Objective A:
Count the lines in the two blocks of rows below that contain the string "rooster". Case counts. Give only the number.

##########

Let’s leave the Sensex alone and step out for a little walk in the more… how to put it… eclectic areas of finance and economics. To the usual mix of profits and inflation, statistics and economic theories, let’s throw in a little bit of psychology.

Behavioural economics, conversationally described as the attempt to define or may be explain economic activity in the context of human psychology, sounds like a pretty spiffy science. But it has been around for a long, long time. Or at least since Adam Smith. (The Wealth Of Nations guy. Famous fellow. Famous book. )

Adam Smith is widely considered the father of modern economics. Or at least of the modern economics text book. His Wealth of Nations is still a seminal work and provides stellar rationales for free markets and laissez faire government policies.

Twenty years before he wrote his masterpiece, he wrote a less known book called the Theory of Moral Sentiments. I am not going to go into the details of the book. To simplify it to a line, Smith states that human beings develop certain natural laws based on a certain sympathy for the fellow man. He said that humans tend to put themselves in the other person’s shoes when making emotional choices.

##########

Objective B:
List the items the passage on behavioral economics names as the usual mix of finance and economics.

Provided data:
##########

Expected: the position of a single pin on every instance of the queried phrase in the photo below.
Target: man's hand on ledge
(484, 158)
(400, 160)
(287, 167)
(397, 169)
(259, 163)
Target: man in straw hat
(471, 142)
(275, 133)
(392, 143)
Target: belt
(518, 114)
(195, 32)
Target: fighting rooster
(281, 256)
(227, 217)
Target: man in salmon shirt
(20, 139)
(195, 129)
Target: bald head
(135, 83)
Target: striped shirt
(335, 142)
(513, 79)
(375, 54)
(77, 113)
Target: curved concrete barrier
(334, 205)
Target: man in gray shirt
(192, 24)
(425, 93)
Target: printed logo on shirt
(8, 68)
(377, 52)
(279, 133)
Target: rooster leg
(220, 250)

##########

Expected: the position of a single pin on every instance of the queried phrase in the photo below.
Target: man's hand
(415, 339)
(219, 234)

##########

Exercise output A:
2

Exercise output B:
profits, inflation, statistics, economic theories